*** Exercise input ***

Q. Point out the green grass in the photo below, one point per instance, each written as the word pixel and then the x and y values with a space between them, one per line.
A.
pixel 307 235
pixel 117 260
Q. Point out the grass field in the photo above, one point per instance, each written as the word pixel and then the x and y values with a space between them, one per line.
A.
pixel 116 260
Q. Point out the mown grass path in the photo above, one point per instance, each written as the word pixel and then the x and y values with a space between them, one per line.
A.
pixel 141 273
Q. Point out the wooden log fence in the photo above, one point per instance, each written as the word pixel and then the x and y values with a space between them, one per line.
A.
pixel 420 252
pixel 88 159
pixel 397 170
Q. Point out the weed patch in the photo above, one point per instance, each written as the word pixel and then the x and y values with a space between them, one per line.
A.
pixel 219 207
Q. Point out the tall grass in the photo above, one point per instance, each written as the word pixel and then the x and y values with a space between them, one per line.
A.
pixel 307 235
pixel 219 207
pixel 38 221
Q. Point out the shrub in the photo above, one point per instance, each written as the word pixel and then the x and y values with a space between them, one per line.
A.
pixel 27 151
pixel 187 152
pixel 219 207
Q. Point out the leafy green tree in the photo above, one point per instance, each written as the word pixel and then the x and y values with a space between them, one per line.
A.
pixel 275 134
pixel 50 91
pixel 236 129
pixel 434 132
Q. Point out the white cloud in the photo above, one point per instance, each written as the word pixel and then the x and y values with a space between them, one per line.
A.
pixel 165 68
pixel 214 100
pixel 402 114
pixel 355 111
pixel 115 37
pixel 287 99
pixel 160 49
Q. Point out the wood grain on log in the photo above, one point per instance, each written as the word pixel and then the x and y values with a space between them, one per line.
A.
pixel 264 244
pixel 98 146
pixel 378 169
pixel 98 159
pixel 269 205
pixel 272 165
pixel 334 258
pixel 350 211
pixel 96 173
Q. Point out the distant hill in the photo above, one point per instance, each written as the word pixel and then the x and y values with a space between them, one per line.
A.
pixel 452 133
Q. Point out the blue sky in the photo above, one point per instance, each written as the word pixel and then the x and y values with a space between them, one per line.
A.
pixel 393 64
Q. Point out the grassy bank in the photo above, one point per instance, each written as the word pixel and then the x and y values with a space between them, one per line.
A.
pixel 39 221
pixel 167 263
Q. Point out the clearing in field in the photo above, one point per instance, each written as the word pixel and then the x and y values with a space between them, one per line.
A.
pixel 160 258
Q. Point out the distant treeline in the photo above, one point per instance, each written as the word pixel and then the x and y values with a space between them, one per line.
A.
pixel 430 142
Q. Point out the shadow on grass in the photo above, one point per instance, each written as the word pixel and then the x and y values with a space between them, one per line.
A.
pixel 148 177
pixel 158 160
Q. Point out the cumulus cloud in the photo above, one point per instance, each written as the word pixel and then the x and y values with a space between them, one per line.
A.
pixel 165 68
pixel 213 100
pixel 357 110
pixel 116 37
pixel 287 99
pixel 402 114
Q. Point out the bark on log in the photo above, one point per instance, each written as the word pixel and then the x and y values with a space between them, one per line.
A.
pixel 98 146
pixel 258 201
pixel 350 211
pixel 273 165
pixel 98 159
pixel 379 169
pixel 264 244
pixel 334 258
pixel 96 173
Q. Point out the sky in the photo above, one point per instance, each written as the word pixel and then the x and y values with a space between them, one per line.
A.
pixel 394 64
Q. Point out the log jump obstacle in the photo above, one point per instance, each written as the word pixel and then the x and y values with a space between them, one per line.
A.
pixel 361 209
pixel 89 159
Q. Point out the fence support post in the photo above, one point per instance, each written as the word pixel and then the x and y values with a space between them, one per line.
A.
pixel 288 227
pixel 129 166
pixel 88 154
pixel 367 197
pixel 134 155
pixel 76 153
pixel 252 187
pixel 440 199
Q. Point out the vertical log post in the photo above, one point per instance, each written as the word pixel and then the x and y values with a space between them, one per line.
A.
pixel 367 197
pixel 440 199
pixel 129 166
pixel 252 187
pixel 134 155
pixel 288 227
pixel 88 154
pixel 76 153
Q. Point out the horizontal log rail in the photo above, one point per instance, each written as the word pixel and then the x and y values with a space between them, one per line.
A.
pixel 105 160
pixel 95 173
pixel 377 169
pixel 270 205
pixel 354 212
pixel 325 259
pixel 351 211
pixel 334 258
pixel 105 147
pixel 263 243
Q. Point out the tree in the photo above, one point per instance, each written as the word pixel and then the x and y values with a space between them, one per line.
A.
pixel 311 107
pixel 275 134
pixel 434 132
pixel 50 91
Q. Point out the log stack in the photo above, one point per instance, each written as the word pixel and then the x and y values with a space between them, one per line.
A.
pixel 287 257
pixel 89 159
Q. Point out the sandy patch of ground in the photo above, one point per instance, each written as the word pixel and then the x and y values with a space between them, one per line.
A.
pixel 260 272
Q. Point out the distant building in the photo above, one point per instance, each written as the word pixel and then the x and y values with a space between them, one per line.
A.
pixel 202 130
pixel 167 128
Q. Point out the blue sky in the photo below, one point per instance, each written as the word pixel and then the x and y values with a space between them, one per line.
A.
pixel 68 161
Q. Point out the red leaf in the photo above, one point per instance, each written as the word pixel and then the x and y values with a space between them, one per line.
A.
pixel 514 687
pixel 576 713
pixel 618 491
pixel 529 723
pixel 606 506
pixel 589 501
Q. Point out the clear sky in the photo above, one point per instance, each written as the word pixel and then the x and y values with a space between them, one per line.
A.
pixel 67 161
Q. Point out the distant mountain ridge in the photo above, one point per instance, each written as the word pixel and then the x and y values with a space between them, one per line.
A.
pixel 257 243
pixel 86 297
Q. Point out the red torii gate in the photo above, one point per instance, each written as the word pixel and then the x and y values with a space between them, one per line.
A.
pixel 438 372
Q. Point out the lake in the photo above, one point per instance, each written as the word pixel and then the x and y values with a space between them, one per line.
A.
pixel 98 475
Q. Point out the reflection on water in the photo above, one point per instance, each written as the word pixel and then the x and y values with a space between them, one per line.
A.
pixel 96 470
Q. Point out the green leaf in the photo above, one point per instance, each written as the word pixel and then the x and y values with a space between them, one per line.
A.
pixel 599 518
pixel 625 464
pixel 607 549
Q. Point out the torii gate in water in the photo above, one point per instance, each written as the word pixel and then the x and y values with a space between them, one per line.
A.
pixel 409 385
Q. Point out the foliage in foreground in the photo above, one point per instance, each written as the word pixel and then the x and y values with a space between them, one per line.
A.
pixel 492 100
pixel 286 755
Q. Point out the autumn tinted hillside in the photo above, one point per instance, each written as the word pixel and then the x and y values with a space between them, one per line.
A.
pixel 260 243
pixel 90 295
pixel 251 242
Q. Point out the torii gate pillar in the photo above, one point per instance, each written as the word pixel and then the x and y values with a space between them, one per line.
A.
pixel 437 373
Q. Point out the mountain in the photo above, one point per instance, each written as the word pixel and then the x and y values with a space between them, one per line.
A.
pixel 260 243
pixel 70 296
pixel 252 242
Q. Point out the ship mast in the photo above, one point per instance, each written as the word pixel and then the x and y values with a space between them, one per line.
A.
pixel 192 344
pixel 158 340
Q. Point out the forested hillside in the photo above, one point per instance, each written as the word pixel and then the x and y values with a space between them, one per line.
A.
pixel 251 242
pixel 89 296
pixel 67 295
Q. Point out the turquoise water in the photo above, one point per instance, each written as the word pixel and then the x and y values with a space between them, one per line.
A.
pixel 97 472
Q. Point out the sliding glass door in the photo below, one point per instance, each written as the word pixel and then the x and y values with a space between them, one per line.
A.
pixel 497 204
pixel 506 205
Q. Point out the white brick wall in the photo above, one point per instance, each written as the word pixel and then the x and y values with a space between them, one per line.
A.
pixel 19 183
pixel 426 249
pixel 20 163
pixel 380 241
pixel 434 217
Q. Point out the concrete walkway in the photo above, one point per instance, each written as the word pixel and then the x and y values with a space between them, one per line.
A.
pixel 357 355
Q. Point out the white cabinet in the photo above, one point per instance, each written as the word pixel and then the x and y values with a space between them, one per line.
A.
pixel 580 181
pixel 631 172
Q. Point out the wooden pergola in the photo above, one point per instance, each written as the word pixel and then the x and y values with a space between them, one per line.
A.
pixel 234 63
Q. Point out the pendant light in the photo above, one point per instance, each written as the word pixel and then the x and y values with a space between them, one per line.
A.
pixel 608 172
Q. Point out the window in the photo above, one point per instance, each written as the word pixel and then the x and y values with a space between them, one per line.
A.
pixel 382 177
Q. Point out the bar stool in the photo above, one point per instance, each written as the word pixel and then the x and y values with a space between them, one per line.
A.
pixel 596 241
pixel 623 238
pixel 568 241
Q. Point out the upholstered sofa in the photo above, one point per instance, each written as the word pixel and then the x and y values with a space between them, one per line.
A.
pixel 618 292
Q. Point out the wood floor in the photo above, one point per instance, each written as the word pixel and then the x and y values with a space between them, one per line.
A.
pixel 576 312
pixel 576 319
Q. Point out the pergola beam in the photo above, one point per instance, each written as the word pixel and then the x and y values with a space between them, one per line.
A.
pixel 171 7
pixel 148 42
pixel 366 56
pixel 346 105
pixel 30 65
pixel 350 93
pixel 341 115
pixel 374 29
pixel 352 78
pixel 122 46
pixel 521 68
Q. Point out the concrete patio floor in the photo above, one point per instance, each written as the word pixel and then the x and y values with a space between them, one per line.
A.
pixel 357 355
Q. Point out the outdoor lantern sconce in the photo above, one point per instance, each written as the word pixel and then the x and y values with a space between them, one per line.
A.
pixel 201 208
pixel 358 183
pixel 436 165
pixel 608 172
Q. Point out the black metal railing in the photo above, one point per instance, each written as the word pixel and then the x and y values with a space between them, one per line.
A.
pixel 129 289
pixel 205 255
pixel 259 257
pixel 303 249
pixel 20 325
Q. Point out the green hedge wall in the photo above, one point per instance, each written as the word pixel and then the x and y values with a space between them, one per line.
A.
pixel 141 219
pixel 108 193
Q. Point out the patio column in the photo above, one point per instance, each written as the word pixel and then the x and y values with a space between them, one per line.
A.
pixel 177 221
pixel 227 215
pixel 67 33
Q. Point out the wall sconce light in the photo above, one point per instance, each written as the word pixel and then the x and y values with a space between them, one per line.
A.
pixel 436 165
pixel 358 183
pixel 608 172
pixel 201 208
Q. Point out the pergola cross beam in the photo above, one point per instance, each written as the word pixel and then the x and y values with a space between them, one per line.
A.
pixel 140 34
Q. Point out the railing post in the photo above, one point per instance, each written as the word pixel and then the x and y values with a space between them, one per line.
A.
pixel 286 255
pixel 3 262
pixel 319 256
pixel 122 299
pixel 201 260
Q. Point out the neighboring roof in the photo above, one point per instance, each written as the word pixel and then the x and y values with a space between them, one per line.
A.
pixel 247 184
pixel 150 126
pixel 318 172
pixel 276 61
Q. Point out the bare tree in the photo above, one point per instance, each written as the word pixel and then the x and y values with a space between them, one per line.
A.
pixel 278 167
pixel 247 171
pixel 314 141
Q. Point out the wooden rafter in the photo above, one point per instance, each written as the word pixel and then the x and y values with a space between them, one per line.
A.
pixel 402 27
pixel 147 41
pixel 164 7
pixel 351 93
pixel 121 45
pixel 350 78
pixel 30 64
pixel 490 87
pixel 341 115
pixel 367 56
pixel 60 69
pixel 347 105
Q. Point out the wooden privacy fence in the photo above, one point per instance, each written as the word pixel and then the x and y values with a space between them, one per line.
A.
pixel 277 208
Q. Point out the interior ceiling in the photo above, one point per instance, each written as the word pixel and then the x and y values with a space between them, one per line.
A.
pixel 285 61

*** End of Exercise input ***

- _Task instructions_
Look through the entries for the string "green". Every line that has it belongs in the answer.

- _Answer to this task_
Q. Point out the green grass in the photo below, one point per instance, each written as the word pixel and then the x and y values with a space between them, one per line.
Q. Point out the leafy green tree in the photo above, one point per instance, each written as the word pixel and then the x and y values with a space between them, one per line.
Q. Point out the green leaf in the photo above, one point per instance, each written as the word pixel and then the x and y values with a space between them, one per line.
Q. Point out the green hedge wall in the photo above, one point per instance, each written as the word pixel and then the x and y values with a space between them, one per line.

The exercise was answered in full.